--- Start Supplied information ---
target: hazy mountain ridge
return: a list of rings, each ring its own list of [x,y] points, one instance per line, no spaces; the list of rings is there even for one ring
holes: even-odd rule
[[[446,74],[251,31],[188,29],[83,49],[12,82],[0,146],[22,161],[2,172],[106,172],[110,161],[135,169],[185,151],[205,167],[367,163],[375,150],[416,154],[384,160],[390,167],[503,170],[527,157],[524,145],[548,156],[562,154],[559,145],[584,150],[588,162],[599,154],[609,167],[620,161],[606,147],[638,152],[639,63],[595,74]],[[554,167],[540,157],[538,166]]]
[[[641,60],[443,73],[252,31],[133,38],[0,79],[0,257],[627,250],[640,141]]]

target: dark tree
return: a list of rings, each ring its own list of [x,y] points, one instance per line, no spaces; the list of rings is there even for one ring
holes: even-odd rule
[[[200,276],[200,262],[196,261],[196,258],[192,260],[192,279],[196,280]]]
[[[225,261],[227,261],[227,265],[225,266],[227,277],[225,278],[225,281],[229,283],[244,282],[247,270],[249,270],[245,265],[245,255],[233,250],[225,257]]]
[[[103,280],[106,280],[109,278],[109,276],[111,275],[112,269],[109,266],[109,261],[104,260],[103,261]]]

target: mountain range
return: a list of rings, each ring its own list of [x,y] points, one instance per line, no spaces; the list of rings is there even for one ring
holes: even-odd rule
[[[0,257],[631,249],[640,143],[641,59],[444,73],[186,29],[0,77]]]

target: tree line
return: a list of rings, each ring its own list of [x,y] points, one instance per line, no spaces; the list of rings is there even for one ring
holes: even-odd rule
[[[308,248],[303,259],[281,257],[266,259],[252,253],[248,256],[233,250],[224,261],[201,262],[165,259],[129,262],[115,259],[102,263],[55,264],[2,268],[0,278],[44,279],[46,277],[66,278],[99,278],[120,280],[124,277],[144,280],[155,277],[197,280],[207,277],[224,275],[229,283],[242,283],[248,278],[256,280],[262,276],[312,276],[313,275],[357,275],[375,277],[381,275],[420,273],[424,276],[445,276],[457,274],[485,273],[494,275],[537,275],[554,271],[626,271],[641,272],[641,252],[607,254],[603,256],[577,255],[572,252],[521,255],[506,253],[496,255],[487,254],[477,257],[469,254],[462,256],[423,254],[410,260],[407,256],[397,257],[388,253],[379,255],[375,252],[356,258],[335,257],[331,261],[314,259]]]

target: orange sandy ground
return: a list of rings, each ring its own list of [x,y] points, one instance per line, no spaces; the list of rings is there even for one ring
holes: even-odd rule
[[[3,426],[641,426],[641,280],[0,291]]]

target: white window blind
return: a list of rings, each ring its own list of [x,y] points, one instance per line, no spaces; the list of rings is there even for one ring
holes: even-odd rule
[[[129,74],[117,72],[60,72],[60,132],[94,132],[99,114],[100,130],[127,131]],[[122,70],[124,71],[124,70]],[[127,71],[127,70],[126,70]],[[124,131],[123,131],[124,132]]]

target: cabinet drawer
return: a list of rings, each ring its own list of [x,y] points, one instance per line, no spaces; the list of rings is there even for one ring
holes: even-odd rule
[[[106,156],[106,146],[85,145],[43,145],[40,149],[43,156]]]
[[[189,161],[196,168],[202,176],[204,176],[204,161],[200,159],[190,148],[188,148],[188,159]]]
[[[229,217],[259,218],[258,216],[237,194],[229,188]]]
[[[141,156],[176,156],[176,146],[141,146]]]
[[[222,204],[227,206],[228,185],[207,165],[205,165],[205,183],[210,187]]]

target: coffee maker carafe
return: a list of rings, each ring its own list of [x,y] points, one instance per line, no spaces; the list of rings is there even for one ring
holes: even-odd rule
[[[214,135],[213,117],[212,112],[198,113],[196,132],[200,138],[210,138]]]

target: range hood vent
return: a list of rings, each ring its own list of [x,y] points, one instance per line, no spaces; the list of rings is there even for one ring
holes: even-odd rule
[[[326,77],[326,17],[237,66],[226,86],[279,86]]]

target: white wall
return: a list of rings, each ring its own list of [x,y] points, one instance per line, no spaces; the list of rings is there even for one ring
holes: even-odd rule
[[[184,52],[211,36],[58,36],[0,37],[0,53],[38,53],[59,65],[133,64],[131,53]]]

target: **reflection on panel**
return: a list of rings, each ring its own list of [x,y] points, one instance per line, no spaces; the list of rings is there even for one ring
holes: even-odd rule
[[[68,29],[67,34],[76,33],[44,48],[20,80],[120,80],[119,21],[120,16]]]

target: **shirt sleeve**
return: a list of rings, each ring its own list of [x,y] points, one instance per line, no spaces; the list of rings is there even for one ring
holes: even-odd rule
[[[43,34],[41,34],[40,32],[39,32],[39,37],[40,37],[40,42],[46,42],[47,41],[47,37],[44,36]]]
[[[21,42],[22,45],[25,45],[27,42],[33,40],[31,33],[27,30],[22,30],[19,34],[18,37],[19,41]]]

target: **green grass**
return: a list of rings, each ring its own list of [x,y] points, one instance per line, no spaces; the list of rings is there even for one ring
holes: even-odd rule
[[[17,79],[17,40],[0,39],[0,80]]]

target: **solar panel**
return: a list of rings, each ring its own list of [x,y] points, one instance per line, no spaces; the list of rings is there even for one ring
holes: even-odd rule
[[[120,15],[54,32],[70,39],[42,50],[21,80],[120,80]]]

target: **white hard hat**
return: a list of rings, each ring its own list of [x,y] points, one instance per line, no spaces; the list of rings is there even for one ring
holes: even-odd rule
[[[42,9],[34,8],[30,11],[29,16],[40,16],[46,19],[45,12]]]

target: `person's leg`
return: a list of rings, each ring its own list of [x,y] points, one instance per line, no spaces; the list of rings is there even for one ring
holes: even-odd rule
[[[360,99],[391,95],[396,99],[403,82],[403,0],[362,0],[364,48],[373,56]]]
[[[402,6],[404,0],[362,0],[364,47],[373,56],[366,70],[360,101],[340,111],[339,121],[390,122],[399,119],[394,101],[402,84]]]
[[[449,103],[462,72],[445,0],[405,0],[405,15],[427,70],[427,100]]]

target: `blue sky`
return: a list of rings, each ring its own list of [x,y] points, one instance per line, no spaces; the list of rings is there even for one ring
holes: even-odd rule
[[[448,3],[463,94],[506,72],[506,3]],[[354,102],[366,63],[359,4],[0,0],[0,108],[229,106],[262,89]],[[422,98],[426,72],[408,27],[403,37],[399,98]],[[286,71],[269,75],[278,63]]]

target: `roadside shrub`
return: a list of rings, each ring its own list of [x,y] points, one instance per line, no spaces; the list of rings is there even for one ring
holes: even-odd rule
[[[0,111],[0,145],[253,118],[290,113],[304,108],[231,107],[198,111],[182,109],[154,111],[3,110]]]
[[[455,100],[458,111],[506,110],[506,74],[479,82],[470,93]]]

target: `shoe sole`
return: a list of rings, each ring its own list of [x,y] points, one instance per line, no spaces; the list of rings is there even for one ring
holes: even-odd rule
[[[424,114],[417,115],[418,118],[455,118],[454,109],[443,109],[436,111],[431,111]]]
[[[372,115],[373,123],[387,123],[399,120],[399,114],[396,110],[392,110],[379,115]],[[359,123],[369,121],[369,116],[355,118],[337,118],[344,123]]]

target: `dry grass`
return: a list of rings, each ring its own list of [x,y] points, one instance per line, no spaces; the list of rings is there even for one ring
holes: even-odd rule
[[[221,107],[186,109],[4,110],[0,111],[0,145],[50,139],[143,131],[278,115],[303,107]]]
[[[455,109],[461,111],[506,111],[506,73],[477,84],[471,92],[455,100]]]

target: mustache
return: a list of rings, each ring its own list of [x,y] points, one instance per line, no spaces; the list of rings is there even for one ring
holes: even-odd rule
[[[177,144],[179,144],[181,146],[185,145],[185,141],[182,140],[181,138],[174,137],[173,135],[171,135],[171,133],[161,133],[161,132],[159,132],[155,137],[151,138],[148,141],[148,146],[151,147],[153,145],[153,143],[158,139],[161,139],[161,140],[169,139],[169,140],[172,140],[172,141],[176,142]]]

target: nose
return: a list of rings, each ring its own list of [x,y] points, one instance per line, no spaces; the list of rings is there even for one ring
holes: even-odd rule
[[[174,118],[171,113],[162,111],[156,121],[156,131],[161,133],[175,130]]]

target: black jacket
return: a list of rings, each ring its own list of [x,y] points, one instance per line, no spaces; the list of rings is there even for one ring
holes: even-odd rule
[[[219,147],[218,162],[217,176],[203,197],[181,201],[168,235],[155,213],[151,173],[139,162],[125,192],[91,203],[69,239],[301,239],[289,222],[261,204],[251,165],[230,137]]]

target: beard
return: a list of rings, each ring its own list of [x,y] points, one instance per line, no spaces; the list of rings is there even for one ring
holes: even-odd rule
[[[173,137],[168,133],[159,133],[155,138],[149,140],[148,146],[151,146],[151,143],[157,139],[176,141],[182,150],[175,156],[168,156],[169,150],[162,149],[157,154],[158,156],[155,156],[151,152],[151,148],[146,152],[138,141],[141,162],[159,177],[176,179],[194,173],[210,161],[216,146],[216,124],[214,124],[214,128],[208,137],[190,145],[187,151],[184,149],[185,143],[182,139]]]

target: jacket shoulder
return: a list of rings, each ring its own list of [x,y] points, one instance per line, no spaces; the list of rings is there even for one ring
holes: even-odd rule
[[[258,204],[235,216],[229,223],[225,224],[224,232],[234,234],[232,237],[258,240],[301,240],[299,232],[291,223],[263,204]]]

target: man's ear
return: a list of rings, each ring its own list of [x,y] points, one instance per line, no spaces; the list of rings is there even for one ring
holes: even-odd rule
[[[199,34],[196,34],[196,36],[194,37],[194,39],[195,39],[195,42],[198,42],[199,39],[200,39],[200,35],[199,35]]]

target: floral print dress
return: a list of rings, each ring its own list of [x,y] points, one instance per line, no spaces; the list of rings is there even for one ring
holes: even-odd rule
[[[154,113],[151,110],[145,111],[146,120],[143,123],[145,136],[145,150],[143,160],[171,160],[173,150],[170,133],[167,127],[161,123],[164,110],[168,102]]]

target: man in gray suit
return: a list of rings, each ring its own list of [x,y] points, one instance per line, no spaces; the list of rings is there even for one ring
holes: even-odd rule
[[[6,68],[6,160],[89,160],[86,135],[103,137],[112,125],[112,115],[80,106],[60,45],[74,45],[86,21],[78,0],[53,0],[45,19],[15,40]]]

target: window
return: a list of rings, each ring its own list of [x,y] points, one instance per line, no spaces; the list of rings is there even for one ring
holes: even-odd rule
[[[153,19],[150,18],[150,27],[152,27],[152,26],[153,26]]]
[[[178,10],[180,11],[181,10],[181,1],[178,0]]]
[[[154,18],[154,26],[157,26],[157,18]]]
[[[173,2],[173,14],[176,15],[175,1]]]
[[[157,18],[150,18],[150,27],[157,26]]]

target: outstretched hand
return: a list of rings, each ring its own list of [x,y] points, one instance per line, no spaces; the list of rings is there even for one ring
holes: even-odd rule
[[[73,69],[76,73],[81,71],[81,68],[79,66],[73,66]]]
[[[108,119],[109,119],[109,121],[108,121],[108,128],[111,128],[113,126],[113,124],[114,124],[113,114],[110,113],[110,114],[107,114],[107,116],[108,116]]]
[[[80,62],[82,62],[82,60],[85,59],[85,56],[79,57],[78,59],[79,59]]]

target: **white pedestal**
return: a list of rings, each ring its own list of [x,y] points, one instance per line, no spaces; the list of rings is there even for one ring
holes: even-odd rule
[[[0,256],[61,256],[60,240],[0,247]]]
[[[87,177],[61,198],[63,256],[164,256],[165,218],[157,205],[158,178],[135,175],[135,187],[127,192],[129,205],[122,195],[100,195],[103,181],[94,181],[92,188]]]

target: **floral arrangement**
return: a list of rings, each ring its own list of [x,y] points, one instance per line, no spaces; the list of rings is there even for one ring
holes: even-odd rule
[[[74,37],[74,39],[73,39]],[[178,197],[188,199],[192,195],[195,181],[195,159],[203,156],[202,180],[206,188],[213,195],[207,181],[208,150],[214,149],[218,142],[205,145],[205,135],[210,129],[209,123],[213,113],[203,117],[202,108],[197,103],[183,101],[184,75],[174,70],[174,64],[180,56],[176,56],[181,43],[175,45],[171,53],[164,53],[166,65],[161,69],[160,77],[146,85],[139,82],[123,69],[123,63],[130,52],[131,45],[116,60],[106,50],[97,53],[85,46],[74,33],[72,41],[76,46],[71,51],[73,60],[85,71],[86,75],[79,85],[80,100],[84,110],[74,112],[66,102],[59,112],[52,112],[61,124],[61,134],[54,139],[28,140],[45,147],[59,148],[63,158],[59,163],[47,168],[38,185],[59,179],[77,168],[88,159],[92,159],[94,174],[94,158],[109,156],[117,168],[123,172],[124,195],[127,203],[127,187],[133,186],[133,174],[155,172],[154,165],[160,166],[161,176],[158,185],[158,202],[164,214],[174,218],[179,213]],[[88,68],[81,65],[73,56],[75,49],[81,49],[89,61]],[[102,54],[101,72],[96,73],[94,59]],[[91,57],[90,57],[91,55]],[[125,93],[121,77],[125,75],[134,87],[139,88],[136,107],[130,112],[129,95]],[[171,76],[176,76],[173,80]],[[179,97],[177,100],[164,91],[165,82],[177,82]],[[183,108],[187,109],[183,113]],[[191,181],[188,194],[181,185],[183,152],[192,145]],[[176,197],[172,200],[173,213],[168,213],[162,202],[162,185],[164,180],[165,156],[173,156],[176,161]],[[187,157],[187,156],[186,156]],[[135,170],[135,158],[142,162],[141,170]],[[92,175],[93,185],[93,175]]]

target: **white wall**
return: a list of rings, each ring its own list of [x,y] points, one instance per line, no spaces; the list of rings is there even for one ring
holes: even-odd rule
--- End Supplied information ---
What you have to do → Look above for the line containing "target: **floral arrangement**", then transcribe it and all lines after it through the last, exactly and with nothing else.

Final answer →
target: **floral arrangement**
return: a list of rings, each ring its own list of [x,y] points, one instance per line, no spaces; the list of rings is there even for one ring
holes: even-odd rule
[[[74,37],[74,39],[73,39]],[[178,197],[188,199],[192,195],[195,181],[195,159],[203,156],[202,180],[206,188],[213,195],[207,181],[208,150],[214,149],[218,142],[205,145],[205,135],[210,129],[209,123],[213,113],[203,117],[202,108],[197,103],[183,101],[184,75],[174,70],[174,64],[180,56],[176,56],[181,43],[175,45],[171,53],[164,53],[166,65],[161,69],[160,77],[146,85],[139,82],[123,69],[123,63],[130,52],[131,45],[116,60],[106,50],[97,53],[85,46],[74,33],[72,41],[76,46],[71,51],[73,60],[85,71],[86,75],[79,85],[80,100],[84,110],[74,112],[66,102],[59,112],[52,112],[61,124],[61,134],[54,139],[28,140],[45,147],[59,148],[63,158],[59,163],[47,168],[38,185],[59,179],[77,168],[88,159],[92,159],[94,174],[94,158],[109,156],[117,168],[123,172],[124,195],[127,203],[127,187],[133,186],[133,174],[155,172],[154,165],[160,166],[161,176],[158,185],[158,202],[164,214],[174,218],[179,213]],[[88,68],[81,65],[73,56],[75,49],[81,49],[89,61]],[[102,54],[101,72],[96,73],[94,59]],[[91,57],[90,57],[91,55]],[[125,93],[121,77],[125,75],[134,87],[139,88],[136,107],[130,112],[129,95]],[[171,76],[176,76],[173,80]],[[179,97],[177,100],[164,91],[165,82],[177,82]],[[183,108],[187,109],[183,113]],[[191,181],[188,194],[181,185],[183,152],[192,145]],[[176,197],[172,200],[173,213],[168,213],[162,202],[162,185],[164,180],[165,156],[173,156],[176,161]],[[187,157],[187,156],[186,156]],[[135,170],[135,158],[142,162],[141,170]],[[92,175],[93,185],[93,175]]]

target: **white wall**
return: a list of rings, each ring its own list of [x,y] points, one instance per line, no spaces; the list of rings is there even for one ring
holes: even-odd rule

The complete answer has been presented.